WORK TASK: Here are records with pictures in them. Copy all of them exactly and leave the pictures out.

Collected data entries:
-- Opening Marker --
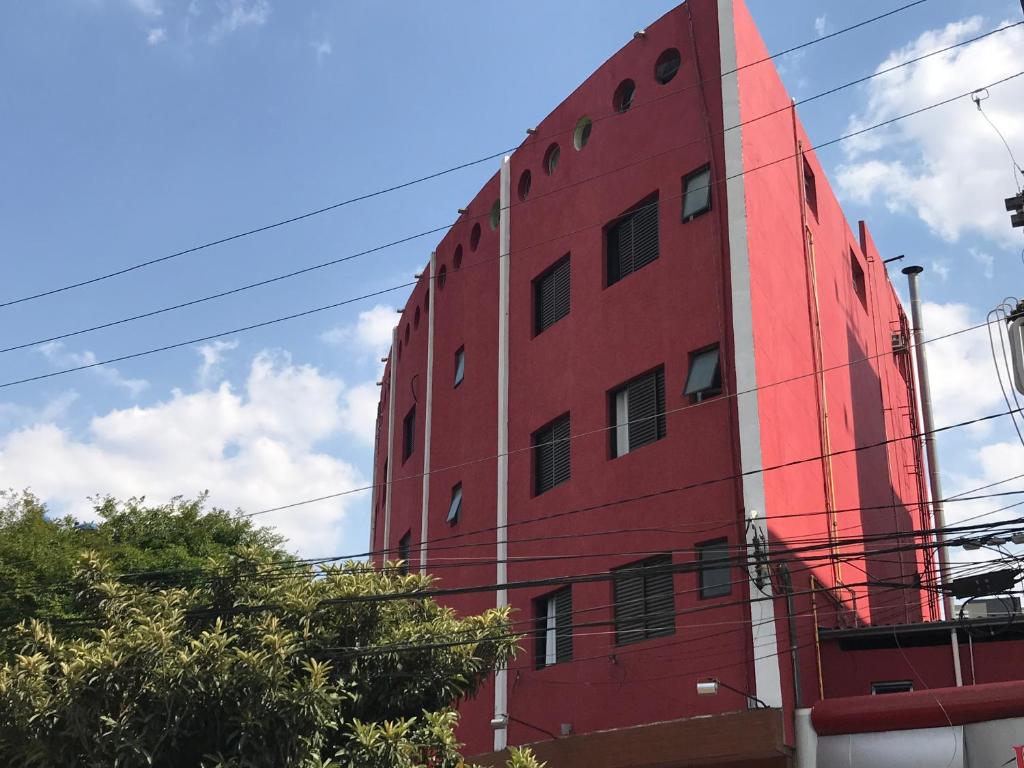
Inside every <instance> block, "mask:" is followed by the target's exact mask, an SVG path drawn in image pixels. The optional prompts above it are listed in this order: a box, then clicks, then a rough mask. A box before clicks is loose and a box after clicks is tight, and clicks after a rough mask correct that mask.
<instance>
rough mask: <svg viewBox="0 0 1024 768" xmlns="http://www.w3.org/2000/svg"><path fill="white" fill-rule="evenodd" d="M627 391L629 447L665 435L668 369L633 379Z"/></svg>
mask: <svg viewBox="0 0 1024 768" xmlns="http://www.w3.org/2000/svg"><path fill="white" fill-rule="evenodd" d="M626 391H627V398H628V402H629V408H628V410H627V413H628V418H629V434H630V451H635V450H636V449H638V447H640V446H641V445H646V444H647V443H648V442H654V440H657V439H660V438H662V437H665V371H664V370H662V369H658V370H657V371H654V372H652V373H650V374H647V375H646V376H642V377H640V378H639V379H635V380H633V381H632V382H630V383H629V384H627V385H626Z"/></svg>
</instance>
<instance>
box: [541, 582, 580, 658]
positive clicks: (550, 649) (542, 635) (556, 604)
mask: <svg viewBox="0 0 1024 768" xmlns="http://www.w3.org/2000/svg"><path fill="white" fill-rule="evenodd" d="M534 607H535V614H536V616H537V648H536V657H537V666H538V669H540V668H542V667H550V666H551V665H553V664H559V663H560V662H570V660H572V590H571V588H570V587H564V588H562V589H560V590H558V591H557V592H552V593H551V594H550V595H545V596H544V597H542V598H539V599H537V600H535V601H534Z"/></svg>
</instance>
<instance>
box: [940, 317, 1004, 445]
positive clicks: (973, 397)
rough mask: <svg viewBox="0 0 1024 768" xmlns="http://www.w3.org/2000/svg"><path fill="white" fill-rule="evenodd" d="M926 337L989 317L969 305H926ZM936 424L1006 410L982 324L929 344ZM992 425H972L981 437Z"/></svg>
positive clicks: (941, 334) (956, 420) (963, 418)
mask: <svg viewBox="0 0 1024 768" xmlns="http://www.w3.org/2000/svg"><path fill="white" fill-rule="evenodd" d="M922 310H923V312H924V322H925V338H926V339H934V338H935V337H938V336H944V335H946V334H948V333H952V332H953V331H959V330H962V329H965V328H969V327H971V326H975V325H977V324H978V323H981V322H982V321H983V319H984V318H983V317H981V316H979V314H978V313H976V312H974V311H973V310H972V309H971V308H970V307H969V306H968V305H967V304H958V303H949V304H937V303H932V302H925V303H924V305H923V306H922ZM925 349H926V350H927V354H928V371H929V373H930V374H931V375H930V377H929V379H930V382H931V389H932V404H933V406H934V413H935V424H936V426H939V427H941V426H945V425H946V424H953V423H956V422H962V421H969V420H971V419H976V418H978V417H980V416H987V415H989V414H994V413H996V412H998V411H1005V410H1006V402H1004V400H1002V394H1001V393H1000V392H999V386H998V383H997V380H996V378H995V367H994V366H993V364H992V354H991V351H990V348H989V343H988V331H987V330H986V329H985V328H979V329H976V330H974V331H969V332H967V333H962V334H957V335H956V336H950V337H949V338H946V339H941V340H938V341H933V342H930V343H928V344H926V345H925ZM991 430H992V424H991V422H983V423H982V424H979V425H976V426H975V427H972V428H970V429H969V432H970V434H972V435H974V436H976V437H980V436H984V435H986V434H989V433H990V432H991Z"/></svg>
-- Closing Marker --
EXPECTED OUTPUT:
Inside every <instance> block, "mask:" is followed by the target's exact mask, an SVG path drawn in image pixels. The optional prompts above it are listed in this order: a box, then clicks, then a rough mask. A box before clicks is loose and a box after clicks is tight, and clicks after a rough mask correct that mask.
<instance>
rough mask: <svg viewBox="0 0 1024 768" xmlns="http://www.w3.org/2000/svg"><path fill="white" fill-rule="evenodd" d="M627 391L629 447L665 435L668 369L633 379Z"/></svg>
mask: <svg viewBox="0 0 1024 768" xmlns="http://www.w3.org/2000/svg"><path fill="white" fill-rule="evenodd" d="M626 391H627V398H628V402H629V408H628V410H627V413H628V418H629V434H630V451H635V450H636V449H638V447H640V446H641V445H646V444H647V443H648V442H654V440H657V439H660V438H662V437H665V371H664V370H662V369H658V370H657V371H654V372H652V373H650V374H647V375H646V376H642V377H640V378H639V379H635V380H633V381H632V382H630V383H629V384H627V385H626Z"/></svg>
</instance>
<instance>
box: [541, 582, 580, 658]
positive clicks: (550, 649) (542, 635) (556, 604)
mask: <svg viewBox="0 0 1024 768" xmlns="http://www.w3.org/2000/svg"><path fill="white" fill-rule="evenodd" d="M534 607H535V614H536V616H537V648H536V657H537V666H538V669H540V668H542V667H550V666H551V665H553V664H559V663H560V662H570V660H572V590H571V588H570V587H564V588H562V589H560V590H558V591H557V592H552V593H551V594H550V595H545V596H544V597H542V598H539V599H537V600H535V601H534Z"/></svg>
</instance>
<instance>
box: [940, 317, 1004, 445]
positive clicks: (973, 397)
rough mask: <svg viewBox="0 0 1024 768" xmlns="http://www.w3.org/2000/svg"><path fill="white" fill-rule="evenodd" d="M926 337L989 317L969 305H926ZM936 424L1006 410L982 324L929 344ZM992 425H972L981 437Z"/></svg>
positive clicks: (941, 334) (956, 420) (963, 418)
mask: <svg viewBox="0 0 1024 768" xmlns="http://www.w3.org/2000/svg"><path fill="white" fill-rule="evenodd" d="M922 310H923V312H924V322H925V338H926V339H934V338H935V337H938V336H944V335H946V334H948V333H952V332H953V331H959V330H962V329H965V328H969V327H971V326H975V325H977V324H978V323H981V322H982V321H983V319H984V318H983V317H981V316H979V314H978V313H976V312H974V311H973V310H972V309H971V308H970V307H969V306H968V305H967V304H958V303H949V304H937V303H932V302H925V303H924V305H923V306H922ZM925 349H926V350H927V354H928V371H929V373H930V374H931V375H930V377H929V379H930V382H931V389H932V404H933V406H934V413H935V424H936V426H939V427H941V426H945V425H946V424H953V423H956V422H962V421H969V420H971V419H976V418H978V417H980V416H987V415H989V414H994V413H996V412H998V411H1005V410H1006V402H1004V400H1002V394H1001V393H1000V392H999V386H998V383H997V380H996V378H995V367H994V366H993V364H992V354H991V351H990V348H989V343H988V331H987V330H986V329H985V328H979V329H976V330H974V331H969V332H967V333H962V334H957V335H956V336H950V337H949V338H946V339H941V340H938V341H933V342H930V343H928V344H926V345H925ZM991 430H992V424H991V422H983V423H982V424H979V425H976V426H975V427H972V428H970V429H969V432H970V434H972V435H974V436H976V437H980V436H984V435H986V434H989V433H990V432H991Z"/></svg>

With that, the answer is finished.